**PROBLEM TO WORK ON:**
Please output the data exactly, minus pictures.

**Dataset entries:**

________________________

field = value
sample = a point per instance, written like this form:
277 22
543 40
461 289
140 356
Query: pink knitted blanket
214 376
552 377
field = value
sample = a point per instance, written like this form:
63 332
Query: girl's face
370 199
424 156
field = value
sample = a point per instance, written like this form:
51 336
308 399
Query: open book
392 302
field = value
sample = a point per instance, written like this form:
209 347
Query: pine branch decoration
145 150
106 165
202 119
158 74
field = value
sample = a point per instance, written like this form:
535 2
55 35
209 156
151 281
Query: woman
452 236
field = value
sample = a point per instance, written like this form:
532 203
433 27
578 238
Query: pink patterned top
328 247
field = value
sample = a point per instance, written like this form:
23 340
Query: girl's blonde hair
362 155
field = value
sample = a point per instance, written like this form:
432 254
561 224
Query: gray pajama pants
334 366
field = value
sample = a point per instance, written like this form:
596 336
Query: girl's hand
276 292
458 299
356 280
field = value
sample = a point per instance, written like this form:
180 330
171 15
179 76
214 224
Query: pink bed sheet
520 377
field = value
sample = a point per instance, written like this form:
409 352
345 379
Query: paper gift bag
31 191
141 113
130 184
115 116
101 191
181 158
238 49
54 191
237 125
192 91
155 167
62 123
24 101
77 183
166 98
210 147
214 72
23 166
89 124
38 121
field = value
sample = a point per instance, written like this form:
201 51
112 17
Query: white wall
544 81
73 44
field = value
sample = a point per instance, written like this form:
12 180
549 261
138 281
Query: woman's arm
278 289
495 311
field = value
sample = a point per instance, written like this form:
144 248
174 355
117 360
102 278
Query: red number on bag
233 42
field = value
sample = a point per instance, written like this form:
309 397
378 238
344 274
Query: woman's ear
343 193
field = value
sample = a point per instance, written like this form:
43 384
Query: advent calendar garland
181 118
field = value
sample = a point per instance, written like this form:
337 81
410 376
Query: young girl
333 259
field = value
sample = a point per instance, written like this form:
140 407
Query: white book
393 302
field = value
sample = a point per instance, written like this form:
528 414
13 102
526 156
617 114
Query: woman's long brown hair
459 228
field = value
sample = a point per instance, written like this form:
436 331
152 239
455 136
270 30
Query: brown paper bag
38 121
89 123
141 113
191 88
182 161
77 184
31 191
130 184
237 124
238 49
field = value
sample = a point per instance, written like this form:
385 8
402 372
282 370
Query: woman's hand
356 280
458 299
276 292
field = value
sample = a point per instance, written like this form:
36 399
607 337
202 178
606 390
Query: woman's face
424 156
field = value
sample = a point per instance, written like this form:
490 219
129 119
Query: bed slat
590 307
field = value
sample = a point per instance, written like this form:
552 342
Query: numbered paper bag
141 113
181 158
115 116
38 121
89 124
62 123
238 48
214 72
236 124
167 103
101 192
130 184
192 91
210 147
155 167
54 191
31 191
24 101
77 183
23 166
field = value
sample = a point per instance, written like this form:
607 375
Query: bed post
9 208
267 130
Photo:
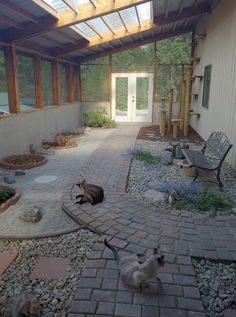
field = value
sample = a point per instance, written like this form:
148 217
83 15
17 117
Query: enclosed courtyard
137 97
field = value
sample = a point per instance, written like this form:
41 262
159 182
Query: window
206 86
46 71
4 106
26 82
62 70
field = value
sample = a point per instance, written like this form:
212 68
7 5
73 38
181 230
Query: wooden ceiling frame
67 18
19 11
148 40
71 5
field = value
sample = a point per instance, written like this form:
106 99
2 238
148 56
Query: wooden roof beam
71 5
148 40
19 11
69 18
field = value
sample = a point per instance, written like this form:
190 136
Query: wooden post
69 84
182 104
12 80
38 81
56 83
163 122
170 109
181 93
187 100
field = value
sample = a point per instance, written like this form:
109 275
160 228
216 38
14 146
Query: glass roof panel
114 20
99 25
59 5
85 29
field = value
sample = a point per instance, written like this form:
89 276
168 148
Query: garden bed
11 198
25 161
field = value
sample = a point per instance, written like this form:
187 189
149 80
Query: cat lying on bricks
91 193
135 273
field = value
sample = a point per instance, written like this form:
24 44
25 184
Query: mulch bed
11 201
33 160
152 132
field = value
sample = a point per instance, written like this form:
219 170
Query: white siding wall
218 49
17 132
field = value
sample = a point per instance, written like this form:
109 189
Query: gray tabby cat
134 273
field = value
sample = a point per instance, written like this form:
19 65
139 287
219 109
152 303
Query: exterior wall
218 49
19 131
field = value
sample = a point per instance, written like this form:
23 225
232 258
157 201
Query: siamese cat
134 273
91 193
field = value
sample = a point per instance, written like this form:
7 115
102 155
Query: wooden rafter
108 25
150 39
122 20
68 18
71 5
19 11
46 7
10 22
93 3
93 28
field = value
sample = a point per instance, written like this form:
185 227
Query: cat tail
115 252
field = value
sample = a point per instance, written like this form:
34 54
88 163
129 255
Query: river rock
32 214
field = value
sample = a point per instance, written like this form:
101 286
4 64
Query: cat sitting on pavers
91 193
134 273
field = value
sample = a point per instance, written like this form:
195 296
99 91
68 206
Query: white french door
132 95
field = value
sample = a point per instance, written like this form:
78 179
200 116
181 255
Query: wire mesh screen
167 77
46 71
4 106
137 59
95 80
26 82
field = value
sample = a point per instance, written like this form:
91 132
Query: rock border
11 201
37 160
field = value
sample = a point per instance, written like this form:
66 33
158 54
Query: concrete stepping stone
50 267
6 258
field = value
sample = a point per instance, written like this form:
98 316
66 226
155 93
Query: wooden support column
38 81
56 83
69 84
12 80
170 109
110 92
181 94
187 100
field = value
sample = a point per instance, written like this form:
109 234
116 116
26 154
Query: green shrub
146 157
98 118
205 199
6 193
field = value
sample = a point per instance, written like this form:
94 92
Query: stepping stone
6 258
50 267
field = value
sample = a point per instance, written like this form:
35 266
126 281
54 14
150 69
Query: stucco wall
18 131
218 49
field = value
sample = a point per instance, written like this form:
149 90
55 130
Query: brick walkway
136 226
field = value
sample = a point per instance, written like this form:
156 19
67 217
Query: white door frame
131 102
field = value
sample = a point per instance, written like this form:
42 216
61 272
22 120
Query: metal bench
218 144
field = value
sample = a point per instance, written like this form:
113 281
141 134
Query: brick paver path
136 226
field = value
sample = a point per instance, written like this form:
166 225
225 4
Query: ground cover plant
99 118
6 193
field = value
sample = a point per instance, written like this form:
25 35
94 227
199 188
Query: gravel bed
141 174
217 285
55 296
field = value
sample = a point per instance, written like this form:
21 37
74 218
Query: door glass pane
121 96
142 89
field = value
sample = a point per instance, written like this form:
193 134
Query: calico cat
91 193
134 273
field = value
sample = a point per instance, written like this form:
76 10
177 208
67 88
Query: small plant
21 161
99 118
6 193
204 199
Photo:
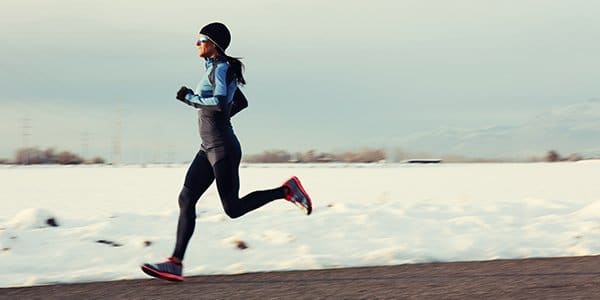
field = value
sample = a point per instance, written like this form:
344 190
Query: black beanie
218 33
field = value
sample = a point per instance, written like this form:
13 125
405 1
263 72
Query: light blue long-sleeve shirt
213 96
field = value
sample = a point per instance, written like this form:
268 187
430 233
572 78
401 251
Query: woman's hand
183 91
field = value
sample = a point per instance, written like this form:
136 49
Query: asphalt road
544 278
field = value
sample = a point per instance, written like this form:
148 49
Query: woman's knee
187 200
233 211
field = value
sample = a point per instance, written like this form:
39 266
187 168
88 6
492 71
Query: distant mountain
570 129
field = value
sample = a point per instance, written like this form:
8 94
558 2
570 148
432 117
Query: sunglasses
202 39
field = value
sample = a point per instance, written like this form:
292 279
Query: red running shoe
297 195
168 270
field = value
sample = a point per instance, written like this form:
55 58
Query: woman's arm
218 101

________________________

**PROBLEM SOLUTION:**
field = value
sample = a point per instance, written like this form:
277 22
543 40
461 289
140 356
Query: pink knitted blanket
214 376
552 377
field = value
sample = a point per instance, written like this form:
63 332
Query: girl's face
370 199
424 156
field = value
sample = a point per instance, written like this form:
51 336
308 399
Query: open book
392 302
field = value
sample = a point per instance, written like this form:
209 347
Query: pine branch decoration
145 150
106 165
202 119
158 74
field = value
sample = a point per instance, written like this form:
535 2
55 35
209 156
151 281
Query: woman
452 236
field = value
sample = a point per instance, written like this form:
532 203
433 27
578 238
Query: pink patterned top
328 247
field = value
sample = a point per instance, written like this form:
23 340
Query: girl's blonde hair
362 155
field = value
sample = a point per instance, written like this form:
432 254
561 224
Query: gray pajama pants
334 366
field = value
sample = a point per instance, written like this form:
596 336
Query: girl's hand
276 292
458 299
356 280
field = value
sample = a point per instance, written like this form:
180 330
171 15
179 76
214 224
Query: pink bed sheet
520 377
field = value
sample = a point per instance, written like this form:
409 352
345 379
Query: paper gift bag
31 191
141 113
130 184
115 116
101 191
181 158
238 49
54 191
237 125
192 91
155 167
62 123
24 101
77 183
166 98
210 147
214 72
23 166
89 124
38 121
field = value
sample = a point per instance, written like this form:
201 51
112 17
Query: white wall
544 81
73 44
field = value
sample = a point per instance, written like this form:
12 180
549 261
138 281
Query: woman's arm
278 289
495 311
field = value
sample = a point per instance, written like this form:
144 248
174 355
117 360
102 278
Query: red number on bag
233 42
field = value
sample = a point per instance, written like this form:
309 397
378 238
344 274
Query: woman's ear
343 193
field = value
sample = a point per instance, written like this form:
43 384
Query: advent calendar garland
181 118
field = value
sample = a point per instance, written like this form:
337 81
410 376
Query: young girl
333 259
field = value
sample = a point per instance, written like this form:
140 407
Query: white book
393 302
field = value
sample = a point per instance, written like this form:
528 414
13 102
526 156
617 114
Query: woman's long brown hair
459 228
field = value
sample = a point per instance, written like this form:
436 331
152 239
455 136
270 30
Query: brown paper bag
38 121
89 123
141 113
191 88
182 161
77 184
31 191
130 184
237 124
238 49
field = value
sample = a point per instance, written like this form:
385 8
402 372
282 370
Query: woman's hand
356 280
458 299
276 292
field = value
sample = a point per instance, written like this form:
36 399
607 337
202 178
606 390
Query: woman's face
424 156
field = value
sample = a point per instance, written like this form:
490 219
129 119
Query: bed slat
590 307
field = value
sample = a point per instance, written like this form:
552 342
Query: numbered paper bag
141 113
181 158
115 116
38 121
89 124
62 123
238 48
214 72
236 124
167 103
101 192
130 184
192 91
210 147
155 167
54 191
31 191
24 101
77 183
23 166
field = value
sample = a point per instance, written like this form:
607 375
Query: bed post
9 208
267 130
Photo:
field = value
sample = a point per instance, written like this form:
148 217
83 15
17 117
Query: enclosed courtyard
137 97
field = value
sample = a point per instance, written like this form:
41 262
159 182
Query: window
206 86
46 71
4 106
26 82
62 70
field = value
sample = a point per instance, written like this form:
212 68
7 5
73 38
181 230
Query: wooden ceiling frame
67 18
19 11
148 40
71 5
field = value
sample = a point per instance, written like this form:
106 99
2 238
148 56
Query: wooden roof beam
71 5
148 40
19 11
69 18
field = value
sample = a point per instance, written like this form:
190 136
Query: wooden post
69 84
182 104
12 80
38 81
56 83
163 122
170 109
181 93
187 100
field = value
sample = a point per instance, written like this form:
109 275
160 228
216 38
14 146
Query: glass roof panel
114 20
99 25
59 5
85 29
field = value
sample = a point per instance, written like this form:
89 276
168 148
Query: garden bed
11 198
25 161
field = value
sample = a point per instance, written like this form:
187 189
149 80
Query: cat lying on bricks
91 193
135 273
field = value
sample = a point per instance, written like this form:
24 44
25 184
Query: mulch bed
11 201
33 160
152 132
field = value
sample = a point per instance, written like this form:
219 170
Query: white siding wall
218 49
17 132
field = value
sample = a point per instance, written like this form:
109 189
Query: gray tabby cat
134 273
field = value
sample = a point per instance, written like this form:
19 65
139 287
219 109
152 303
Query: exterior wall
218 49
19 131
field = value
sample = a point per instance, written like this form:
23 225
232 258
157 201
Query: siamese cat
134 273
91 193
field = value
sample = a point per instance, written like this form:
7 115
102 155
Query: wooden rafter
108 25
150 39
122 20
68 18
71 5
19 11
46 7
10 22
93 3
93 28
field = value
sample = a point per instance, written like this form:
185 227
Query: cat tail
115 252
field = value
sample = a point per instance, written like this form:
34 54
88 163
129 255
Query: river rock
32 214
field = value
sample = a point per instance, written like this form:
101 286
4 64
Query: cat sitting on pavers
91 193
134 273
field = value
sample = a point per instance, written like this form:
195 296
99 91
68 206
Query: white french door
132 95
field = value
sample = a point per instance, written like this form:
78 179
200 116
181 255
Query: wire mesh screen
167 77
46 71
4 106
137 59
95 80
26 82
field = value
sample = a point per instance, written like this form:
91 132
Query: rock border
11 201
37 160
field = value
sample = a point per instance, written like this form:
66 33
158 54
Query: concrete stepping stone
50 267
6 258
field = value
sample = a point per instance, written like this form:
98 316
66 226
155 93
Query: wooden support column
38 81
56 83
69 84
12 80
170 109
110 92
181 94
187 100
field = value
sample = a point per instance, written like this form:
109 234
116 116
26 154
Query: green shrub
146 157
98 118
205 199
6 193
field = value
sample = a point per instance, written like this form:
94 92
Query: stepping stone
6 258
50 267
field = value
sample = a point per instance, written like this form:
35 266
126 281
54 14
150 69
Query: stucco wall
18 131
218 49
field = value
sample = a point per instance, written like this form:
149 90
55 130
Query: brick walkway
136 226
field = value
sample = a point per instance, written like this form:
156 19
67 217
Query: white door frame
131 102
field = value
sample = a point per instance, written like this form:
42 216
61 272
22 120
Query: metal bench
218 144
field = value
sample = a point per instance, written like this form:
113 281
141 134
Query: brick paver path
136 226
field = value
sample = a point per instance, written like this form:
166 225
225 4
Query: ground cover plant
99 118
6 193
field = value
sample = a point per instance, written like this form:
25 35
94 227
199 188
Query: gravel bed
141 174
217 285
55 296
field = value
sample = a point per instance, written like this form:
21 37
74 218
Query: door glass pane
121 96
142 89
field = value
sample = a point per instance, written like this form:
193 134
Query: calico cat
91 193
134 273
field = value
sample = a point per instance, written like this form:
76 10
177 208
67 88
Query: small plant
21 161
99 118
6 193
204 199
Photo:
field = value
sample = a point per instance, written like this form:
344 190
Query: black beanie
218 33
field = value
sample = a point per instance, written like this form:
13 125
405 1
263 72
Query: light blue long-sleeve shirt
213 96
field = value
sample = a point per instance, written like this form:
268 187
430 233
572 78
401 251
Query: woman's hand
183 91
field = value
sample = a point per instance, written like this form:
136 49
Query: asphalt road
544 278
field = value
sample = a point per instance, written like this form:
148 49
Query: woman's knee
187 200
233 211
field = value
sample = a point per instance, written like this form:
39 266
187 168
88 6
492 71
Query: distant mountain
570 129
field = value
sample = a point per instance, written like this form:
8 94
558 2
570 148
432 117
Query: sunglasses
202 39
field = value
sample = a point per instance, written like this form:
292 279
Query: red running shoe
297 195
168 270
field = value
sample = a point per instance, written like this form:
55 58
Query: woman's arm
218 101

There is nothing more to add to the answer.